** START OF Records supplied **

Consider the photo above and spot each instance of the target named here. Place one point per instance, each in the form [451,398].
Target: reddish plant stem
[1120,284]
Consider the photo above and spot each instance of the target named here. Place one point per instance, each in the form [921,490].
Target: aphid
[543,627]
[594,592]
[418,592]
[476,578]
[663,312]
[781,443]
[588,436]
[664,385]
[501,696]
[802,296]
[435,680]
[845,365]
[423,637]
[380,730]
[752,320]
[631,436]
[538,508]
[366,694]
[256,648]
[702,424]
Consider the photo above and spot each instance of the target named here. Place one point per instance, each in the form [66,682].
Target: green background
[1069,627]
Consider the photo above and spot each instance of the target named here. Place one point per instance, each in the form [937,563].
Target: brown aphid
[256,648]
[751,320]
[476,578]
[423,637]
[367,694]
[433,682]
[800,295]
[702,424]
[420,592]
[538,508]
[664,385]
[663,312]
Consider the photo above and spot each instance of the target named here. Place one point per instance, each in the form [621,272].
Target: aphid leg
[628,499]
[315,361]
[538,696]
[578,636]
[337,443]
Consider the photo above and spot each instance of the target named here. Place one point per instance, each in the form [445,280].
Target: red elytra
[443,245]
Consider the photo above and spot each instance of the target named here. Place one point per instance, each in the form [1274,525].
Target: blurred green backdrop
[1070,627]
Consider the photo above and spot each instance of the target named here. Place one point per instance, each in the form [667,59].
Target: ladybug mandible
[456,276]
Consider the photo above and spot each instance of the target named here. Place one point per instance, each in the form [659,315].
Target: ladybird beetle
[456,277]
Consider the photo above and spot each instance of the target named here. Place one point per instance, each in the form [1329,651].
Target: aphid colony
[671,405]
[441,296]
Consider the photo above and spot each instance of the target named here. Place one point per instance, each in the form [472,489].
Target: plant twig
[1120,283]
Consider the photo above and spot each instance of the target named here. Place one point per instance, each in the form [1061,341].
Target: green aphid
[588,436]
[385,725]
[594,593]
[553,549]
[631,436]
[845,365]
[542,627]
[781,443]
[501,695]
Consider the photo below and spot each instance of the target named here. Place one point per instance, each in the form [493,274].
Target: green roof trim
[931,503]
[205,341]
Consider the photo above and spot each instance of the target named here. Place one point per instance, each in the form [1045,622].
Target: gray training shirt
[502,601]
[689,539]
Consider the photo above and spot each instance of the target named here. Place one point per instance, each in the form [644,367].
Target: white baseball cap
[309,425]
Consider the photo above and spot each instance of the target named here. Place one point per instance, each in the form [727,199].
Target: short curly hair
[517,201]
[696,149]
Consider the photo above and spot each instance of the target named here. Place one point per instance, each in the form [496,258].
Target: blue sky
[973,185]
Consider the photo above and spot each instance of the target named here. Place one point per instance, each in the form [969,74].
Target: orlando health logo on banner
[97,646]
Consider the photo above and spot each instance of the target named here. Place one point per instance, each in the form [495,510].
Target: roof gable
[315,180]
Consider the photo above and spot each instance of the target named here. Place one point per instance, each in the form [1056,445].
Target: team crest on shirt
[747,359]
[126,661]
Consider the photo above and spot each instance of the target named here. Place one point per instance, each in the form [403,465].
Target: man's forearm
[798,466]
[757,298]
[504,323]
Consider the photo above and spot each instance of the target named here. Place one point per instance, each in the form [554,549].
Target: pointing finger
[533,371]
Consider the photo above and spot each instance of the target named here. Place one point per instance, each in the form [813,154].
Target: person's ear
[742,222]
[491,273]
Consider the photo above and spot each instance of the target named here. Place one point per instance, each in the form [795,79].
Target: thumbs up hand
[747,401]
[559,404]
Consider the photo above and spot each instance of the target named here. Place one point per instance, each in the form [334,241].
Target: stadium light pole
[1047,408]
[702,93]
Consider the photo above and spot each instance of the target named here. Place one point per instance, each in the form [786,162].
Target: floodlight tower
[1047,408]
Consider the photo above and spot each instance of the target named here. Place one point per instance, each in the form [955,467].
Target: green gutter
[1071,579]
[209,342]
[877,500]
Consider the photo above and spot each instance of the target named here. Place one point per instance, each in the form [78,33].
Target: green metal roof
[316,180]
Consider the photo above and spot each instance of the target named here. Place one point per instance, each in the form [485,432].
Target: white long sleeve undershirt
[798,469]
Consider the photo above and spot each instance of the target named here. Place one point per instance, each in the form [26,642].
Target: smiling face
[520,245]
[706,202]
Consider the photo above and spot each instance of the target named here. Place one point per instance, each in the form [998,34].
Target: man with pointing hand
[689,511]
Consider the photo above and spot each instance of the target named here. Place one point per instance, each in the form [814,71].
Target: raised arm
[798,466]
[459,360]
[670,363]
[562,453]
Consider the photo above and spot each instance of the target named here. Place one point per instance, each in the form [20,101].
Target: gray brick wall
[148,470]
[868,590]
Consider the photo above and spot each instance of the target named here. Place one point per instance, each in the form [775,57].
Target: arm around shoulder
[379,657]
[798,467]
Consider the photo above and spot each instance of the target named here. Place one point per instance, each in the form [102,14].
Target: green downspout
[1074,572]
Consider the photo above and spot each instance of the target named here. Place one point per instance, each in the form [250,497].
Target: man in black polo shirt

** END OF Records supplied **

— Task —
Exactly as shown above, return every record.

— Task result —
Consider the photo above and spot each instance of the target named here. Place one point per instance, each in the form [451,398].
Target: reddish plant stem
[1120,284]
Consider the photo above and spot each instance of the target named here. Place one point per instance, each in the form [921,490].
Target: aphid
[543,627]
[594,592]
[418,592]
[476,578]
[663,312]
[781,443]
[588,436]
[664,385]
[501,696]
[802,296]
[435,680]
[845,365]
[423,637]
[380,730]
[752,320]
[631,436]
[538,508]
[366,694]
[256,648]
[702,424]
Consider the photo above and spot each instance of the target named here. Place one point per instance, each in the form [66,682].
Target: green background
[1069,627]
Consider the photo above and spot each instance of the target named here. Place one point per instance, each in the form [937,563].
Target: brown aphid
[256,648]
[751,320]
[476,578]
[423,637]
[367,694]
[433,682]
[800,295]
[702,424]
[420,592]
[538,508]
[664,385]
[663,312]
Consider the photo above and spot each instance of the target named here. Place one point per instance, each in the form [621,272].
Target: aphid leg
[628,499]
[315,361]
[538,696]
[578,636]
[337,443]
Consider the photo above and spot each instance of the target named here. Place one point per instance, each in the form [445,280].
Target: red elytra
[443,245]
Consider the photo above and spot each instance of the target named here. Place one point per instance, each in the form [1274,525].
Target: blurred green backdrop
[1070,627]
Consider the photo above and spot each instance of the target named here. Place one point per instance, each in the form [667,59].
Target: ladybug mandible
[456,276]
Consider the photo above and spot each instance of the target named here. Place one point per instance, each in the form [659,315].
Target: ladybird beetle
[456,277]
Consider the photo above and spot each instance of the target named here. Place one point per instance, each in the form [1329,651].
Target: aphid colony
[671,405]
[441,296]
Consider the photo above and spot each instance of the target named here. Place one point per instance, each in the form [472,489].
Target: plant twig
[1120,283]
Consider the photo above and spot each instance of the target named here. Place one point per instance, each in the form [1061,341].
Target: green aphid
[588,436]
[385,725]
[594,593]
[553,549]
[631,436]
[845,365]
[542,627]
[781,443]
[501,695]
Consider the photo below and spot each instance of the target named here. Place one point per instance, each in the form [493,274].
Target: green roof trim
[931,503]
[205,341]
Consider the photo above and spot each instance of the target named here. Place one point per instance, each in the form [1045,622].
Target: gray training shirt
[502,601]
[689,539]
Consider the photo above and spot each instance of the target named here. Place one point per instance, each in the form [644,367].
Target: white baseball cap
[309,425]
Consider the photo above and spot each instance of the target named here. Place one point per instance, each in the form [727,199].
Target: short curly hair
[517,201]
[696,149]
Consider the photo above and spot each instance of the target named here. Place one point per instance, each in the form [496,258].
Target: blue sky
[973,185]
Consider the photo above and spot each instance of the target named here. Place one point per instance, each in the form [969,74].
Target: orlando health logo on banner
[97,646]
Consider the photo above and spot each instance of the target named here. Place one point per instance, each in the form [495,510].
Target: roof gable
[315,180]
Consider the photo above and spot each instance of the target named here. Place one point per instance, each in the form [1056,445].
Target: team crest on shirt
[747,359]
[126,661]
Consider the photo above and spot each instance of the target named here. Place one point per instance, each in the form [403,465].
Target: man's forearm
[798,466]
[757,298]
[504,323]
Consider the photo above and spot each instance of the target named here. Place one point per instance, each in the form [554,549].
Target: pointing finger
[533,371]
Consider the photo above and spot each instance of the target named here. Place one point per instance, each in the form [813,154].
Target: person's ear
[742,222]
[491,273]
Consider the photo above and spot each instance of the target named here. Place one point per instance, each in the form [795,79].
Target: thumbs up hand
[747,401]
[559,404]
Consider the photo above and spot each instance of the target named here. Place one point per instance, each in the form [334,241].
Target: stadium light pole
[1047,408]
[702,93]
Consider the photo above and spot each instance of the target named here. Place one point per instance, each in the form [786,162].
Target: floodlight tower
[1047,408]
Consider the photo above and spot each instance of the target named here. Place one point per instance, each in the form [955,467].
Target: green gutter
[1071,579]
[209,342]
[877,500]
Consider the photo above and spot each instance of the target named here. Place one point per instance, each in the form [78,33].
Target: green metal roof
[316,180]
Consider the photo above and spot each instance of the target named here. Place one point per instance, each in the form [485,432].
Target: white long sleeve undershirt
[798,469]
Consider the photo above and spot each instance of the target named here. Place one point per instance, each in the form [26,642].
Target: smiling face
[520,245]
[706,202]
Consider the photo above and spot each instance of the target named here. Place one point per instance, each in the form [998,34].
Target: man with pointing hand
[689,511]
Consider the photo above and spot each instance of the target named here. Place one point per instance, each in the form [814,71].
Target: raised arm
[798,466]
[459,360]
[670,363]
[562,453]
Consider the photo above and spot each instance of the target named here. Place one point per instance, each in the form [20,101].
Target: gray brick wall
[148,470]
[868,590]
Consider the photo above and spot each instance of the target named here. Place one point per instance, each in the form [775,57].
Target: arm around shoulder
[379,657]
[798,467]
Consider the photo above and spot each instance of the target named here. Place one point per instance, each in the form [102,14].
Target: green downspout
[1074,572]
Consider the photo above and spot each instance of the target named here. Place one point per instance, each in the form [250,497].
Target: man in black polo shirt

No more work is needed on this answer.